───── DATA LINES ─────

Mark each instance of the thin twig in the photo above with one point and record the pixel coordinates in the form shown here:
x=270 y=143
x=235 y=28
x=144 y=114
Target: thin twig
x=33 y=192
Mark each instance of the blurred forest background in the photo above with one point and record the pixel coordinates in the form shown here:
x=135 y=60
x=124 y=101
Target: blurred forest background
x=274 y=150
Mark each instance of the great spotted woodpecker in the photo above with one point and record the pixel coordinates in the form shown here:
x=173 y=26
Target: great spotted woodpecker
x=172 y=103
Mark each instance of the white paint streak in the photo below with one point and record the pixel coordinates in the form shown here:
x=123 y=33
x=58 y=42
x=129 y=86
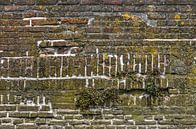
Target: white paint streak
x=169 y=40
x=121 y=62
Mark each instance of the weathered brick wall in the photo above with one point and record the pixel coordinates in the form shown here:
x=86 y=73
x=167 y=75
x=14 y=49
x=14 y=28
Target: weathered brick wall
x=49 y=49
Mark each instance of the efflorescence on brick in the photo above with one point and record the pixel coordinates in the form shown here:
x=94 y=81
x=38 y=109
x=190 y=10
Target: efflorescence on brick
x=50 y=50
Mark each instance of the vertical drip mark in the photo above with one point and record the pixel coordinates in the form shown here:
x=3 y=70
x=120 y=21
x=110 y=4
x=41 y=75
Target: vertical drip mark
x=24 y=84
x=50 y=106
x=61 y=68
x=167 y=83
x=8 y=98
x=165 y=65
x=128 y=54
x=1 y=99
x=143 y=83
x=8 y=66
x=134 y=100
x=93 y=82
x=87 y=83
x=118 y=83
x=121 y=63
x=125 y=84
x=38 y=100
x=92 y=70
x=134 y=65
x=158 y=61
x=44 y=100
x=152 y=62
x=110 y=57
x=116 y=64
x=38 y=67
x=161 y=82
x=85 y=72
x=30 y=22
x=146 y=63
x=97 y=52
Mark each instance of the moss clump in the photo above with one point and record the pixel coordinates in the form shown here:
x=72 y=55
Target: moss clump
x=92 y=98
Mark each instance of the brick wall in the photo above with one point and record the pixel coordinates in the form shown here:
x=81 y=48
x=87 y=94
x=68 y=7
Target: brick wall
x=50 y=49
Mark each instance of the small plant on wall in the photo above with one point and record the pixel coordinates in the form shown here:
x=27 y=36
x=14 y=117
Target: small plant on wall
x=152 y=88
x=93 y=98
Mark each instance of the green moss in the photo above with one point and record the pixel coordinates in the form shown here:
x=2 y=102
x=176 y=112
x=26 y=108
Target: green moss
x=91 y=97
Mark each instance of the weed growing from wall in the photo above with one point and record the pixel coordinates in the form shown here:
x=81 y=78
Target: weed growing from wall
x=93 y=98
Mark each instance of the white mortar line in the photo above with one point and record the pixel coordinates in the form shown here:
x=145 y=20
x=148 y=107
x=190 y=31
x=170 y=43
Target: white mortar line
x=169 y=40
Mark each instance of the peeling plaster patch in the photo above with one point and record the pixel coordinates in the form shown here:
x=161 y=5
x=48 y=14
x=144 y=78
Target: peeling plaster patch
x=170 y=40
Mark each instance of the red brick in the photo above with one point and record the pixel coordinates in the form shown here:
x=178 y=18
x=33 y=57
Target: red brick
x=74 y=20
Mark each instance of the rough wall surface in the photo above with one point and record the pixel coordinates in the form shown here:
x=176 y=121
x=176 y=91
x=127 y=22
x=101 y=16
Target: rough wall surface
x=49 y=49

─────

WRITTEN REQUEST:
Turn every line of the material above into a Markdown table with the columns "Row" and "Line," skipping blank lines. Leave the pictures out of the table.

WRITTEN RESPONSE:
| Row | Line |
|---|---|
| 1 | Mark each instance of the thin twig in the photo above with one point and record the pixel coordinates in the form shown here: |
| 2 | x=270 y=143 |
| 3 | x=235 y=28 |
| 4 | x=144 y=114 |
| 5 | Target: thin twig |
| 6 | x=33 y=192 |
| 7 | Mark each instance of the blurred forest background in the photo above with one point and record the pixel coordinates in the form shown here: |
| 8 | x=135 y=60 |
| 9 | x=124 y=101 |
| 10 | Target: blurred forest background |
| 11 | x=274 y=150 |
| 12 | Mark each instance of the great spotted woodpecker in the photo above with one point and record the pixel coordinates in the form shown here: |
| 13 | x=173 y=26 |
| 14 | Target: great spotted woodpecker |
| 15 | x=172 y=103 |
| 16 | Mark each instance of the white paint streak in the photo below with one point and record the pixel coordinates in the form shown here: |
| 17 | x=123 y=33 |
| 18 | x=58 y=42 |
| 19 | x=129 y=86 |
| 20 | Target: white paint streak |
| 21 | x=169 y=40 |
| 22 | x=121 y=62 |
| 23 | Mark each instance of the weathered brick wall in the photo above with one point and record the pixel coordinates in the form shown here: |
| 24 | x=86 y=73 |
| 25 | x=167 y=75 |
| 26 | x=14 y=49 |
| 27 | x=14 y=28 |
| 28 | Target: weathered brick wall |
| 29 | x=49 y=49 |
| 30 | Mark each instance of the efflorescence on brick in the photo above with one point and record the pixel coordinates in the form shown here: |
| 31 | x=94 y=81 |
| 32 | x=38 y=109 |
| 33 | x=190 y=10 |
| 34 | Target: efflorescence on brick |
| 35 | x=50 y=50 |
| 36 | Mark each instance of the vertical drip mark in the photo above with one point and record the pixel coordinates in the form shown here: |
| 37 | x=3 y=70 |
| 38 | x=120 y=21 |
| 39 | x=110 y=4 |
| 40 | x=41 y=75 |
| 41 | Target: vertical drip mark |
| 42 | x=24 y=84 |
| 43 | x=50 y=106 |
| 44 | x=61 y=68 |
| 45 | x=167 y=83 |
| 46 | x=8 y=98 |
| 47 | x=165 y=65 |
| 48 | x=128 y=54 |
| 49 | x=1 y=99 |
| 50 | x=143 y=83 |
| 51 | x=8 y=66 |
| 52 | x=134 y=100 |
| 53 | x=93 y=82 |
| 54 | x=87 y=83 |
| 55 | x=118 y=83 |
| 56 | x=121 y=63 |
| 57 | x=125 y=84 |
| 58 | x=38 y=100 |
| 59 | x=92 y=70 |
| 60 | x=134 y=65 |
| 61 | x=158 y=61 |
| 62 | x=44 y=100 |
| 63 | x=152 y=62 |
| 64 | x=110 y=57 |
| 65 | x=116 y=64 |
| 66 | x=38 y=67 |
| 67 | x=161 y=82 |
| 68 | x=85 y=72 |
| 69 | x=30 y=22 |
| 70 | x=146 y=63 |
| 71 | x=97 y=52 |
| 72 | Mark each instance of the moss clump in the photo above with one point and record the pixel coordinates in the form shown here: |
| 73 | x=72 y=55 |
| 74 | Target: moss clump |
| 75 | x=92 y=98 |
| 76 | Mark each instance of the brick wall in the photo above with one point and record the pixel coordinates in the form shown here: |
| 77 | x=81 y=48 |
| 78 | x=87 y=94 |
| 79 | x=68 y=7 |
| 80 | Target: brick wall |
| 81 | x=50 y=49 |
| 82 | Mark each instance of the small plant on wall in the photo above with one point and record the pixel coordinates in the form shown here: |
| 83 | x=27 y=36 |
| 84 | x=14 y=117 |
| 85 | Target: small plant on wall |
| 86 | x=152 y=88 |
| 87 | x=93 y=98 |
| 88 | Mark each instance of the green moss in the photo above with one point and record the pixel coordinates in the form shown here: |
| 89 | x=2 y=102 |
| 90 | x=176 y=112 |
| 91 | x=26 y=108 |
| 92 | Target: green moss |
| 93 | x=91 y=97 |
| 94 | Mark each instance of the weed growing from wall in the photo above with one point and record the pixel coordinates in the form shown here: |
| 95 | x=81 y=78 |
| 96 | Target: weed growing from wall |
| 97 | x=93 y=98 |
| 98 | Mark each instance of the white mortar line in the photo above with one point and record the pixel coordinates in the form shown here: |
| 99 | x=145 y=20 |
| 100 | x=148 y=107 |
| 101 | x=190 y=31 |
| 102 | x=170 y=43 |
| 103 | Target: white mortar line |
| 104 | x=169 y=40 |
| 105 | Mark each instance of the peeling plaster patch in the photo above with one point and record the pixel coordinates in the form shown here: |
| 106 | x=161 y=5 |
| 107 | x=48 y=14 |
| 108 | x=144 y=78 |
| 109 | Target: peeling plaster patch |
| 110 | x=170 y=40 |
| 111 | Mark each instance of the red brick in the photo above with one point and record the pixel coordinates in the form shown here: |
| 112 | x=178 y=18 |
| 113 | x=33 y=57 |
| 114 | Target: red brick |
| 115 | x=74 y=20 |
| 116 | Mark each instance of the rough wall surface in the photo above with one point and record the pixel coordinates in the form shown here: |
| 117 | x=176 y=121 |
| 118 | x=176 y=91 |
| 119 | x=127 y=22 |
| 120 | x=101 y=16 |
| 121 | Target: rough wall surface |
| 122 | x=49 y=49 |